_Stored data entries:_
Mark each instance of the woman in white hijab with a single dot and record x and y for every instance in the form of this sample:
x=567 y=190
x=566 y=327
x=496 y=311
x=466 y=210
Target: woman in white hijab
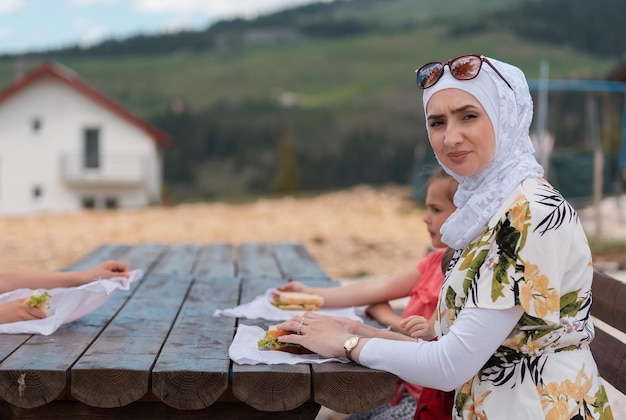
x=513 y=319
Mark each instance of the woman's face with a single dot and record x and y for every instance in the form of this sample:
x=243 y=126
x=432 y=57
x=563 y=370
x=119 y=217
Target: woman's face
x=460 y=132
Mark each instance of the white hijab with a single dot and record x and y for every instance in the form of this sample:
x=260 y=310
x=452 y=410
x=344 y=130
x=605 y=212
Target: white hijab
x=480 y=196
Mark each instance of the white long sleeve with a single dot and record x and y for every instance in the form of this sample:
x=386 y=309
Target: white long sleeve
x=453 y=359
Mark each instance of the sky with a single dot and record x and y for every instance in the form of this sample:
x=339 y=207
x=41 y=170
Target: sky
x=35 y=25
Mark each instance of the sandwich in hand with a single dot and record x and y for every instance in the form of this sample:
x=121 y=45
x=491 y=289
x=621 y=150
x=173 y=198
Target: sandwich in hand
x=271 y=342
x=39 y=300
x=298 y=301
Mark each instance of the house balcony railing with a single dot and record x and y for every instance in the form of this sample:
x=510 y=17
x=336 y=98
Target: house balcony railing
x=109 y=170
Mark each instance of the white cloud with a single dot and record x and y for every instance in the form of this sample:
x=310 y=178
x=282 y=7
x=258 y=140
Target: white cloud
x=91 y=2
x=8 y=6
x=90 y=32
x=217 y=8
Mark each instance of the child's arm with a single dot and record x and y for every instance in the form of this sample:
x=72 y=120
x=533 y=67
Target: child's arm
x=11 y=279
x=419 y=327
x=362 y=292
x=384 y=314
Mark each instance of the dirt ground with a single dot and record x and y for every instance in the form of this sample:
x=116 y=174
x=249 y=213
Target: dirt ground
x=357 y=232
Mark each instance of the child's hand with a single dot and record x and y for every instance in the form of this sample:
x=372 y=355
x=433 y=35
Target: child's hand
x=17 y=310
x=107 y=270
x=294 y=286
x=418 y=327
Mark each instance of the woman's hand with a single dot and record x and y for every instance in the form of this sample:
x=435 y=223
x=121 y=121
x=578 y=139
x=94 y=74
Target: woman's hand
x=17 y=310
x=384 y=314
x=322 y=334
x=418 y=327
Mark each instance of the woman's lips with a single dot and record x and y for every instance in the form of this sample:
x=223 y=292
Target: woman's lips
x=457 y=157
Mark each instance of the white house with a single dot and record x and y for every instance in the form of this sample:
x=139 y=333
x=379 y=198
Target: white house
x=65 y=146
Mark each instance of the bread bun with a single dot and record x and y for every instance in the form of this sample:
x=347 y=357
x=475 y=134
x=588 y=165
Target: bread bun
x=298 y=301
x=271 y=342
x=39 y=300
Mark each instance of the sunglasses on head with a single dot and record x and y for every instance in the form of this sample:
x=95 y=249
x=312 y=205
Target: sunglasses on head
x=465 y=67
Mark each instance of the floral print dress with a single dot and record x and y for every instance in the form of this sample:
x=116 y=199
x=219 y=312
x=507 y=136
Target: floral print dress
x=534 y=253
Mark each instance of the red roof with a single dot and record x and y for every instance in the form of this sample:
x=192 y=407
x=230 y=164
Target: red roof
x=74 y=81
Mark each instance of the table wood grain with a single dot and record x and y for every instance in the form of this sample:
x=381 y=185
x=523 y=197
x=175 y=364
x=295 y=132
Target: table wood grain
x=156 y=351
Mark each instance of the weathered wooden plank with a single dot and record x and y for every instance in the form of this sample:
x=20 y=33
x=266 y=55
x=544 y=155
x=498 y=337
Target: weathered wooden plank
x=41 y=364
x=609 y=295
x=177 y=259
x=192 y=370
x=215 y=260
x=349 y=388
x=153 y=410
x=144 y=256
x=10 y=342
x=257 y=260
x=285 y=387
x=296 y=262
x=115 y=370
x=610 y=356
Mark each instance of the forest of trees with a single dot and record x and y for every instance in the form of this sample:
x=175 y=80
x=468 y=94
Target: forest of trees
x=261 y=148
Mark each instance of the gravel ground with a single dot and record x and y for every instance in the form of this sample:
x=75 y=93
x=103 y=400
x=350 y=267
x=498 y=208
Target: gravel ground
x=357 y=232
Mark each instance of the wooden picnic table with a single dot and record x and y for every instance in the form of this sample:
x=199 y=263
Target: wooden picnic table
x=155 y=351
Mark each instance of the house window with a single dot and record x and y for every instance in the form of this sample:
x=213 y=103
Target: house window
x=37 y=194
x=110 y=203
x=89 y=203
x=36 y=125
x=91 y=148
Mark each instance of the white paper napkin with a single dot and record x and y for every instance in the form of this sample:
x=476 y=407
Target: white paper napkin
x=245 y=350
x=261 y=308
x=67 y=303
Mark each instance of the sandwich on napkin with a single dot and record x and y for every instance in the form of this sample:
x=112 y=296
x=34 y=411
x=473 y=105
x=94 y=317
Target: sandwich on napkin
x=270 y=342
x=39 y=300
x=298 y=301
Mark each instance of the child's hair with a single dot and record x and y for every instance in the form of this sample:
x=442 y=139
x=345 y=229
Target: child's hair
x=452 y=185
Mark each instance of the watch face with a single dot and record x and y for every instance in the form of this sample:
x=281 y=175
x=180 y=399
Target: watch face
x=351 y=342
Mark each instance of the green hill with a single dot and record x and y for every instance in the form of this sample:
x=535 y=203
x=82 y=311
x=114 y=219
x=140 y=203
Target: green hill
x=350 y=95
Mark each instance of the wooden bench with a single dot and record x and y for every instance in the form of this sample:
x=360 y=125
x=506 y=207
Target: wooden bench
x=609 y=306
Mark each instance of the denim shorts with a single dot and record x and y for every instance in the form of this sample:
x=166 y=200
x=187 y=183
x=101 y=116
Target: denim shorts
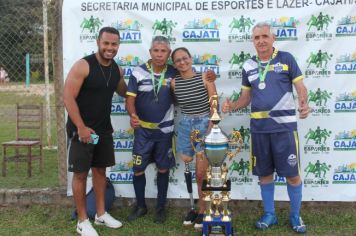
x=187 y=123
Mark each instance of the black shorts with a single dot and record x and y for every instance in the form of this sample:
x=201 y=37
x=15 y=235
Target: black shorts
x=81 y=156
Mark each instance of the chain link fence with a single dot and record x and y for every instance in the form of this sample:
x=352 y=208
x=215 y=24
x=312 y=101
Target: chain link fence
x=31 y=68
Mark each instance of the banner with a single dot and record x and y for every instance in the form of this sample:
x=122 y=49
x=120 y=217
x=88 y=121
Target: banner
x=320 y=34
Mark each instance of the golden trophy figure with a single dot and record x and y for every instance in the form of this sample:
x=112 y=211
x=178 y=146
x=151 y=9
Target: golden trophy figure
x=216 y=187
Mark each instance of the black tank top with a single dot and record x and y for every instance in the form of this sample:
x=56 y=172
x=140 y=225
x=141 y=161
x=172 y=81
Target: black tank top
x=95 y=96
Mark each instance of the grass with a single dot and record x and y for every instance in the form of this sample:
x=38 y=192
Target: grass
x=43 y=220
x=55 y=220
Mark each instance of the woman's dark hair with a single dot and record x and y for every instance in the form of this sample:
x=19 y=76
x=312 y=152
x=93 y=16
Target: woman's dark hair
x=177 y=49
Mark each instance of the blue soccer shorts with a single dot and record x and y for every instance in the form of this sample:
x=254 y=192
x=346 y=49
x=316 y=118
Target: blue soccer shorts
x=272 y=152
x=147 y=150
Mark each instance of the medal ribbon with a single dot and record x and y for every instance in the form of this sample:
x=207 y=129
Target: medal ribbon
---
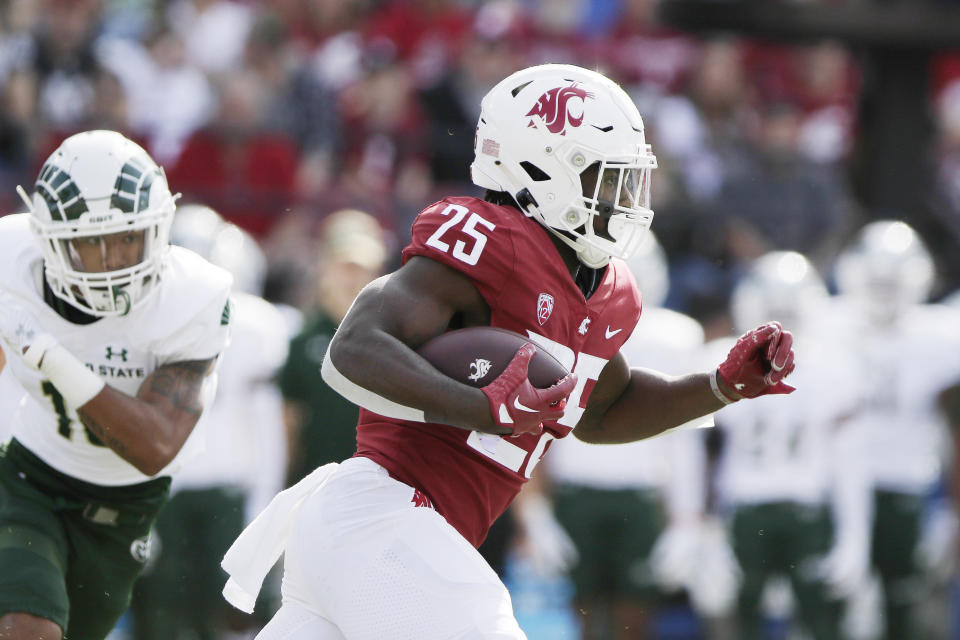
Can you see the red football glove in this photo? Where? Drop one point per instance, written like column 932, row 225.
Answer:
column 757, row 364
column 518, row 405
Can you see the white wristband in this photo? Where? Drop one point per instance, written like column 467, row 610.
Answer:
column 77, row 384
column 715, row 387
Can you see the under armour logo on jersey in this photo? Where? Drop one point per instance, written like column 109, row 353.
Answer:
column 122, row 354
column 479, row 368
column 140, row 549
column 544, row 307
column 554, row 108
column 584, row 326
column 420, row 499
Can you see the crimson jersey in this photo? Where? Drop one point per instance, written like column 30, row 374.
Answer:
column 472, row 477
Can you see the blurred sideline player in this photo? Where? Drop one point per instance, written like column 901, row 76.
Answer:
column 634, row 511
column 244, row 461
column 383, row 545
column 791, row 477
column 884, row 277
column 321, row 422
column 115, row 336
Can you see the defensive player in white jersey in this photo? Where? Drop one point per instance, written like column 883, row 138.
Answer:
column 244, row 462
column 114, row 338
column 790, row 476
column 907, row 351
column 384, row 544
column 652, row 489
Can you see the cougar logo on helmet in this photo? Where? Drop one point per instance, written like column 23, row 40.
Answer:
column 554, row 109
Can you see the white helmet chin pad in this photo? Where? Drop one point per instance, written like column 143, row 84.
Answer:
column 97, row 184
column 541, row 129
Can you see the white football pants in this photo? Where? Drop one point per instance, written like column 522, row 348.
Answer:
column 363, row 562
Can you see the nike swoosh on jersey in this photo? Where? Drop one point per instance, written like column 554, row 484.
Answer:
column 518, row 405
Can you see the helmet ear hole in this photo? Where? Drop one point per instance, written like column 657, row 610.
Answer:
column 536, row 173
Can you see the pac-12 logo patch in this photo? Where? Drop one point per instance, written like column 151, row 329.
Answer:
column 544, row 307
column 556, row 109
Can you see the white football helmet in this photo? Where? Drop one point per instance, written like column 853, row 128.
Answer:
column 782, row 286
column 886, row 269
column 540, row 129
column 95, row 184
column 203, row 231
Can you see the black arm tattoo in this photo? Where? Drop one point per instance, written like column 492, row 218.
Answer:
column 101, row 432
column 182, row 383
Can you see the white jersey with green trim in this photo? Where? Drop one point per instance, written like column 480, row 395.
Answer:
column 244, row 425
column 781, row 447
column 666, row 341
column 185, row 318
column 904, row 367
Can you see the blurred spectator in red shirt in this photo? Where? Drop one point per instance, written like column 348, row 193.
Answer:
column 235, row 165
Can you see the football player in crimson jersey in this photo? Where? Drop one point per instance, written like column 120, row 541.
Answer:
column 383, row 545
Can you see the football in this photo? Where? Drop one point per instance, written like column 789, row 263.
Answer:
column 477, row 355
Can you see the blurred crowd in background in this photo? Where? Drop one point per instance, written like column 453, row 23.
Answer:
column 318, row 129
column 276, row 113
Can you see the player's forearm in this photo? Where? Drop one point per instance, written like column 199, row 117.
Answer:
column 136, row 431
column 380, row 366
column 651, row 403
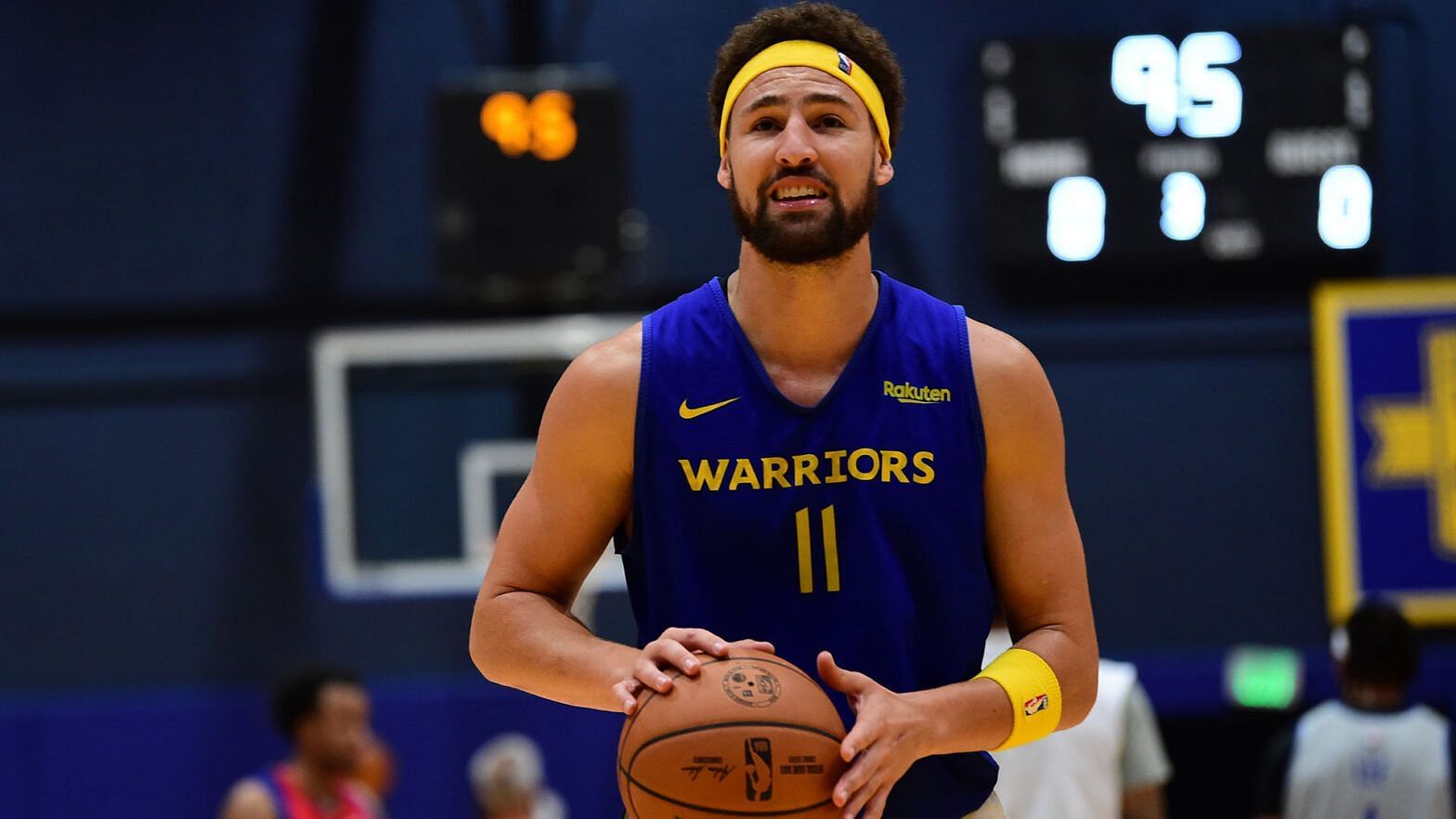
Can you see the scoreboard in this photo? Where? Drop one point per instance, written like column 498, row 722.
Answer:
* * *
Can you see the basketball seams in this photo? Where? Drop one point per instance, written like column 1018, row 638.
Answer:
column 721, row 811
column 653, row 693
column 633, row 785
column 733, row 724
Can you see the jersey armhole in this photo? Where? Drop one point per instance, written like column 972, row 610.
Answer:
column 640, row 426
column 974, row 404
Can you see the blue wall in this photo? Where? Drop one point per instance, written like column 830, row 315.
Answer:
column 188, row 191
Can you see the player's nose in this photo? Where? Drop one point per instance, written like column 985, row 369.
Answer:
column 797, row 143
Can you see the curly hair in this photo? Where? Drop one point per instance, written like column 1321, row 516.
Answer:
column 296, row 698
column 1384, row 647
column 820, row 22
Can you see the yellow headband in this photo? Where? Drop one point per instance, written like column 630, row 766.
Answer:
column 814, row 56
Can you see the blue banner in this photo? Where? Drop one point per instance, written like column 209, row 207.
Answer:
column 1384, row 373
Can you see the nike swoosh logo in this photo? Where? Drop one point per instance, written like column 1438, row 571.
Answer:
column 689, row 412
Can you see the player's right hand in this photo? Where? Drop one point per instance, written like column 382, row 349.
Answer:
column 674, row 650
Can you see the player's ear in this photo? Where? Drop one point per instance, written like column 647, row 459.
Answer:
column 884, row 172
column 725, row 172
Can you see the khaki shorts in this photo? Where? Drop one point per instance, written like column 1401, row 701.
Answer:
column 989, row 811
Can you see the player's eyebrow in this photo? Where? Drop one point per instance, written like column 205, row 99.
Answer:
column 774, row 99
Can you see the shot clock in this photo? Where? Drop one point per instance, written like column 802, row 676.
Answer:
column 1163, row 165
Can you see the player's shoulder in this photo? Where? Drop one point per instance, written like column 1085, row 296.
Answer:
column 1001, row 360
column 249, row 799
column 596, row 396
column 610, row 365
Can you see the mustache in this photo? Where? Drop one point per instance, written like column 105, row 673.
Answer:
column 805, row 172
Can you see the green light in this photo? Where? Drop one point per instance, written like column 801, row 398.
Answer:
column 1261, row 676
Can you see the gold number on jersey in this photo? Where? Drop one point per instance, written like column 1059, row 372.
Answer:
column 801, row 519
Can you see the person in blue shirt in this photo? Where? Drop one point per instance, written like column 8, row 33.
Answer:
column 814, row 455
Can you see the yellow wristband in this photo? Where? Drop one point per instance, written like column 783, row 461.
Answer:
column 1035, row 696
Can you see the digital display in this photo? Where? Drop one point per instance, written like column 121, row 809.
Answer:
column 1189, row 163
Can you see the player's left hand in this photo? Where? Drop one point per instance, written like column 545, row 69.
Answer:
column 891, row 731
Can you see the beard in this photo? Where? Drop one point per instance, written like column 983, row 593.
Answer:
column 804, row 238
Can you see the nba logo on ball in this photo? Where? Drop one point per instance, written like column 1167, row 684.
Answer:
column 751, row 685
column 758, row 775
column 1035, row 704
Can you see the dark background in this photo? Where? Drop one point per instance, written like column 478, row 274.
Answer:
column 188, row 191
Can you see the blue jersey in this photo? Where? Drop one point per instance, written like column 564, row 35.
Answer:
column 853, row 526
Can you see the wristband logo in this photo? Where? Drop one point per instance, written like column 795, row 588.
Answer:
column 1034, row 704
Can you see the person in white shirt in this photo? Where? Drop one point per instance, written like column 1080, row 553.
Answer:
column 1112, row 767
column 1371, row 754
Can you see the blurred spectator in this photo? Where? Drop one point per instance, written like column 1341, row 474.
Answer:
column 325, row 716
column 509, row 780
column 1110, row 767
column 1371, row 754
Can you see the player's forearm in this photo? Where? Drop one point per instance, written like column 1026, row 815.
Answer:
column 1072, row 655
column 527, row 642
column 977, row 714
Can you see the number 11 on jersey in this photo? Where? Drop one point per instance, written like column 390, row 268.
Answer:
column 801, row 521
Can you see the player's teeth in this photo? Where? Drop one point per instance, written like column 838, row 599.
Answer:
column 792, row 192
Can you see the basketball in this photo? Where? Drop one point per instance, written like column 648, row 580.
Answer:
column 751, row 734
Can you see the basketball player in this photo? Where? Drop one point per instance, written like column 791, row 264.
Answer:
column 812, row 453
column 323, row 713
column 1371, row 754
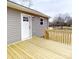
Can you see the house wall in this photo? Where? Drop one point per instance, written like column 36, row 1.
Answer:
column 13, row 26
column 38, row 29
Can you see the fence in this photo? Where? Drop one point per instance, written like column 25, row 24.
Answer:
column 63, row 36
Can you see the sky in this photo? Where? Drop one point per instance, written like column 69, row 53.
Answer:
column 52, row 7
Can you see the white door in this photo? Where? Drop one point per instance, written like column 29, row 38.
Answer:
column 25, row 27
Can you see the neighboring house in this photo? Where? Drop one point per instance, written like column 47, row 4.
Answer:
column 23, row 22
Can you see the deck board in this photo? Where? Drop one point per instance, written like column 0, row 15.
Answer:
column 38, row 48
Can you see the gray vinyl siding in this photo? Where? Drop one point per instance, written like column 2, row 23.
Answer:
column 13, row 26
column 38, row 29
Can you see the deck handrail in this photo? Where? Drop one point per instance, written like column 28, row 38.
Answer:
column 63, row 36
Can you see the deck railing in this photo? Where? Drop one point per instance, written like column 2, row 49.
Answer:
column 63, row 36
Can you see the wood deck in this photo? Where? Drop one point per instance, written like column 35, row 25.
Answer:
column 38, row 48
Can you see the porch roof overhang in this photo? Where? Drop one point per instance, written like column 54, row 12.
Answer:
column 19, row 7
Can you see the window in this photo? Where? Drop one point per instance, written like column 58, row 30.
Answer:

_Task description:_ For the entries above, say how many lines contain the word "background", giving the number alone.

_Written response:_ 2